Aim:
Begin at the line in the data below that contains "Greenhouse-scouting task: tag the elderly" and stop after the line that contains "point(369, 285)". Output those lines as a JSON list of strings, one string per line, with blank lines and pictures left out.

Pointing and labeling entries:
◇ ◇ ◇ ◇ ◇ ◇ ◇

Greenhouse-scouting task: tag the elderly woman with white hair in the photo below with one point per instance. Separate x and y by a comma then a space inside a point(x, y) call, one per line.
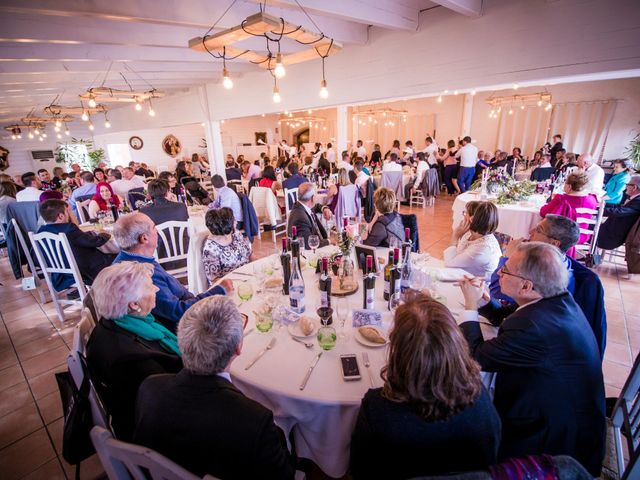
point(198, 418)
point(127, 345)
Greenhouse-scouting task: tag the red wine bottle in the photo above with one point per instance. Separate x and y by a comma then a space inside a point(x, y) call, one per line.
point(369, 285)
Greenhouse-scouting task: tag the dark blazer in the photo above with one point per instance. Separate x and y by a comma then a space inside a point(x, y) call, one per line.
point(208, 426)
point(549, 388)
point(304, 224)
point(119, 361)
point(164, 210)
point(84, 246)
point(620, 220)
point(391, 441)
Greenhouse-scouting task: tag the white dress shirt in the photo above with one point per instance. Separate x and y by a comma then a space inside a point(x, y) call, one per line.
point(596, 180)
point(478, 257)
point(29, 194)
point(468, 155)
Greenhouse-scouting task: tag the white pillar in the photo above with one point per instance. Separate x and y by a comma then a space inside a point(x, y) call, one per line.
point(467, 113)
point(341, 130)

◇ ◇ ◇ ◇ ◇ ◇ ◇

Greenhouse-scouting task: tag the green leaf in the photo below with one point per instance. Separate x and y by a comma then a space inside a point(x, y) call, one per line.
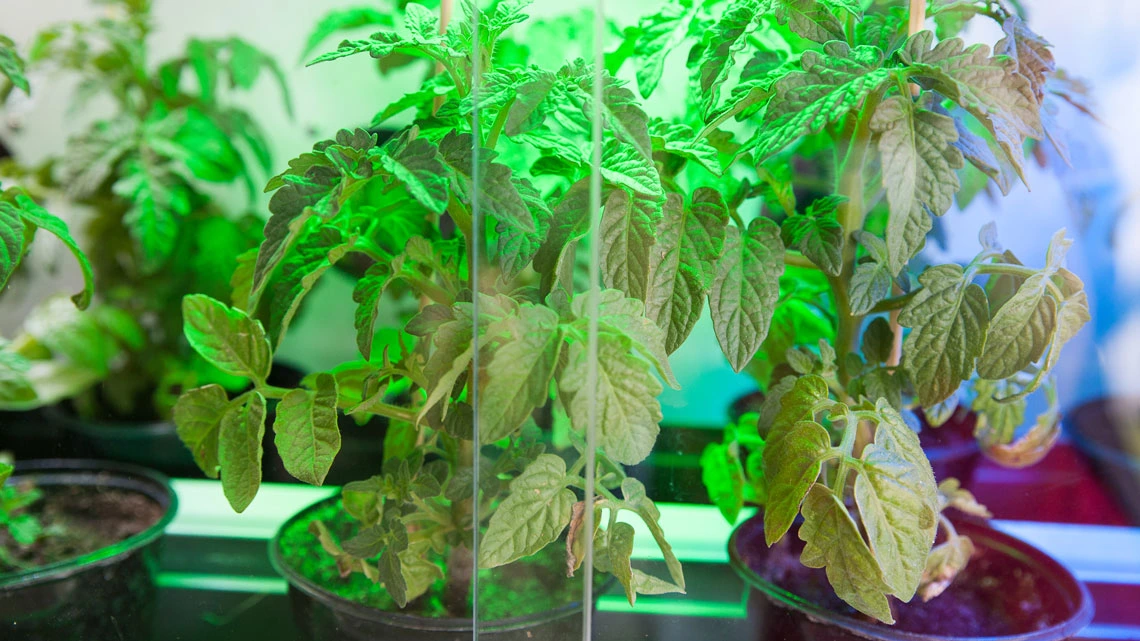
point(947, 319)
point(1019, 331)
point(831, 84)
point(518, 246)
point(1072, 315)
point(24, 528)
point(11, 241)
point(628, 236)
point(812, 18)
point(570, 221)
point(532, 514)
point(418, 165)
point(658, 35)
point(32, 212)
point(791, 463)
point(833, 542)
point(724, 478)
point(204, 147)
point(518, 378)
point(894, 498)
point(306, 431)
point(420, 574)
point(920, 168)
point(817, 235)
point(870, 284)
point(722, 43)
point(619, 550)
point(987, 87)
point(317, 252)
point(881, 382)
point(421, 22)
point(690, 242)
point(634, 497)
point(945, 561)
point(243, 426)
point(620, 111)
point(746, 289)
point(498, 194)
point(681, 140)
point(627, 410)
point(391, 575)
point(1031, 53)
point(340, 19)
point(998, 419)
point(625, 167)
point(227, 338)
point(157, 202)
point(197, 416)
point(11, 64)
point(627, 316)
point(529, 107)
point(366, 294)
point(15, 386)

◇ ◇ ◇ ◇ ◇ ◇ ◇

Response for this exercise:
[
  "Greenhouse-scouting task: tag the elderly woman with white hair in the photo below with one point per instance. Separate x and y by a comma then a space inside a point(x, y) call, one per line.",
  "point(198, 418)",
  "point(127, 345)",
  "Greenhouse-scouting task: tag the red wine bottle in the photo above with one point per instance. Separate x and y by a comma then a space inside a point(x, y) call, one per line.",
  "point(369, 285)"
]